> [What to do]:
Report every line in the records that contains the string "windmill", copying each such line in full.

[Coordinate labeling records]
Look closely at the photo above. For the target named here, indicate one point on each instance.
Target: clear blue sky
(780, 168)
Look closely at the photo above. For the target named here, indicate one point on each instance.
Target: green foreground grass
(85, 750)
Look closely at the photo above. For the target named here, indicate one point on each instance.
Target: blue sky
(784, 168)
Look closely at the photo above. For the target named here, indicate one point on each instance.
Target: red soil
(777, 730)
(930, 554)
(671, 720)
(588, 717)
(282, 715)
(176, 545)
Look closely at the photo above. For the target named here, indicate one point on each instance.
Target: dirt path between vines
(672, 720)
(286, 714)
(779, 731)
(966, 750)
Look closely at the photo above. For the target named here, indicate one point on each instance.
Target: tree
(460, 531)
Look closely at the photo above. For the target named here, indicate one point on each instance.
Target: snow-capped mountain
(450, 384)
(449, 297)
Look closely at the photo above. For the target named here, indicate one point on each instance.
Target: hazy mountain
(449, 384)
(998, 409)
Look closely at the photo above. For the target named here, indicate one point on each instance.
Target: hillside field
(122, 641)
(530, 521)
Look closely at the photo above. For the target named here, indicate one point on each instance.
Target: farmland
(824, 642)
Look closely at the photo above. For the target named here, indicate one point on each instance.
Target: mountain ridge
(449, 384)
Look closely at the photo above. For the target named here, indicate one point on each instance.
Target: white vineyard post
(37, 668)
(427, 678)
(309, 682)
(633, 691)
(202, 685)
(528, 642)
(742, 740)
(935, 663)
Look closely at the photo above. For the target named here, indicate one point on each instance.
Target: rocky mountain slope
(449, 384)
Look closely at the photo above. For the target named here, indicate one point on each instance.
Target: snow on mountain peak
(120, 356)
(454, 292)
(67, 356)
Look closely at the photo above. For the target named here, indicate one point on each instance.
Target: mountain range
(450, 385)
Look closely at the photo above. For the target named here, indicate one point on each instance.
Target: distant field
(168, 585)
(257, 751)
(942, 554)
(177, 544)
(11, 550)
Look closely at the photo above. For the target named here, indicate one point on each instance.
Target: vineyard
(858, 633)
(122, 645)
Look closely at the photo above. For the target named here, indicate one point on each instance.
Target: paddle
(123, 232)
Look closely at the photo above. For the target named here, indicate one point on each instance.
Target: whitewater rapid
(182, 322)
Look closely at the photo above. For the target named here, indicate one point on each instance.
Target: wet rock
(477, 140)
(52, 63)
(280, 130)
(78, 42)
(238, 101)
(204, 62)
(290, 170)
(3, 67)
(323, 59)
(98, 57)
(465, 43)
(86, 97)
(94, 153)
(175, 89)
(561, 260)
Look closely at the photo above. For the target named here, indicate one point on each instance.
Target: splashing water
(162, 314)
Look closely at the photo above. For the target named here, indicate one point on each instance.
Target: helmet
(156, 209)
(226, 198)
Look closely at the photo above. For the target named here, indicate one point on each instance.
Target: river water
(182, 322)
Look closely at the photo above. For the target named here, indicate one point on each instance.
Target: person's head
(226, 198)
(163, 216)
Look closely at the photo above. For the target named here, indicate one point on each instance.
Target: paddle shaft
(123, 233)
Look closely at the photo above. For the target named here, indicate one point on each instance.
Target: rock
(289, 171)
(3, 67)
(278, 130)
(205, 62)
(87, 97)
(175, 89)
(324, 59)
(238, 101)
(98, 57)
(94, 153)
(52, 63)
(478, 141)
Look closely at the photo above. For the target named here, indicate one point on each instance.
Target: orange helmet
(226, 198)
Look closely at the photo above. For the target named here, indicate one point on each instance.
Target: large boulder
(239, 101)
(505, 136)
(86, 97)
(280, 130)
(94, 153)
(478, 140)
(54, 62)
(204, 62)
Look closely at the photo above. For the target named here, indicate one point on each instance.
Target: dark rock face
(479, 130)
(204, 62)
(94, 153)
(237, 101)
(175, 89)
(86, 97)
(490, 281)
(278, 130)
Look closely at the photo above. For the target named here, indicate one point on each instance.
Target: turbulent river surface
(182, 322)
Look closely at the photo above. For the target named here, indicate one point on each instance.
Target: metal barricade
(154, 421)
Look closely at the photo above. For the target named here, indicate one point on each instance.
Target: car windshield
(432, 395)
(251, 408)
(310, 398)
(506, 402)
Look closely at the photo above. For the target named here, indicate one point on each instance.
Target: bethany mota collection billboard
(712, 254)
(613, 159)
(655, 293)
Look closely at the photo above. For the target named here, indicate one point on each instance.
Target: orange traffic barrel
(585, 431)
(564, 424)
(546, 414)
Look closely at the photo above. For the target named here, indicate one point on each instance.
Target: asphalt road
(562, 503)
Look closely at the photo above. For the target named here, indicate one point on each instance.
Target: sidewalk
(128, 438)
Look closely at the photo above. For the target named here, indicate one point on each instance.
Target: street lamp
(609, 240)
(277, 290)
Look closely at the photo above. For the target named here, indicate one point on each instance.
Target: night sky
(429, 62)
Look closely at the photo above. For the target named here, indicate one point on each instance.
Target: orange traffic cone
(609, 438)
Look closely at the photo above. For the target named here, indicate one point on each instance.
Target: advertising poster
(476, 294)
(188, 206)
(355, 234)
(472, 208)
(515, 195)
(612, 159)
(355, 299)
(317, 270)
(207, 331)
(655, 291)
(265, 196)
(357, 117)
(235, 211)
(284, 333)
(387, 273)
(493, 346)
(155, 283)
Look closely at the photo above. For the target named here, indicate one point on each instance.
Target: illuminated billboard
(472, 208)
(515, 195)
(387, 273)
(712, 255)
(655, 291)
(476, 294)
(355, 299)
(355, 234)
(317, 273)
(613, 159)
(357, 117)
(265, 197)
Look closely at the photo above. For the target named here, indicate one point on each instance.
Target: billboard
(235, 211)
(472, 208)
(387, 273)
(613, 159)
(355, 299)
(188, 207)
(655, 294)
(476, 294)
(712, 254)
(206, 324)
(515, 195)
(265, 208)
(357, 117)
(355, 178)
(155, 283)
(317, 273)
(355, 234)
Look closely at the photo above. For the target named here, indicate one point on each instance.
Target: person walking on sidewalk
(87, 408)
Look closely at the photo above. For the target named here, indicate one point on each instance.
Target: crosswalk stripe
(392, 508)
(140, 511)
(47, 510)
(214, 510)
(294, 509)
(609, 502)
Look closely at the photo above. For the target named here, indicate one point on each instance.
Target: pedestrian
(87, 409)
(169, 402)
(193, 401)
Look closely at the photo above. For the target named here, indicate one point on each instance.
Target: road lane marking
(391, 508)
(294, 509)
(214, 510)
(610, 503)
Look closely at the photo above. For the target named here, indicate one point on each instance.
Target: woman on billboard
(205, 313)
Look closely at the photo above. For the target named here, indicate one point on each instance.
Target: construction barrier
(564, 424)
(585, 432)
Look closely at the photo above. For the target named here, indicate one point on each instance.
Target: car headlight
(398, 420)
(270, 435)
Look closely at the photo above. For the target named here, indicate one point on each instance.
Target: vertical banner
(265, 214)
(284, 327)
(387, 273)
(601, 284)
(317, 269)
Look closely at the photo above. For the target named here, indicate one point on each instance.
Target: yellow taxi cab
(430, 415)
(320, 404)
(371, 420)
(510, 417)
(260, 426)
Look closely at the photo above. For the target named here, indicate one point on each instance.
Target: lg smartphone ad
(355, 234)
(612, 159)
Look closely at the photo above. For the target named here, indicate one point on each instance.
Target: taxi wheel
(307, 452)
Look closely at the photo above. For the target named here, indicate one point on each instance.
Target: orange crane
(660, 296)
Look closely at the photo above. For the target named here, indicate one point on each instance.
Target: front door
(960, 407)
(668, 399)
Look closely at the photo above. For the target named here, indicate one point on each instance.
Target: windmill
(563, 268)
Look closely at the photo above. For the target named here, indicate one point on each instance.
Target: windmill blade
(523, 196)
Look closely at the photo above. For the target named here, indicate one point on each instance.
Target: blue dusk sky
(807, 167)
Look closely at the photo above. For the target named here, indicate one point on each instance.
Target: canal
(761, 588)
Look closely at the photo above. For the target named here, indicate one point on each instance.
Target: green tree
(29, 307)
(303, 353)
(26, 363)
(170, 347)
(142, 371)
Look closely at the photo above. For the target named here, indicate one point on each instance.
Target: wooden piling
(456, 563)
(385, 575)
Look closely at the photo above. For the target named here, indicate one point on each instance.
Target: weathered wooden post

> [Answer in full]:
Target: windmill
Target: windmill blade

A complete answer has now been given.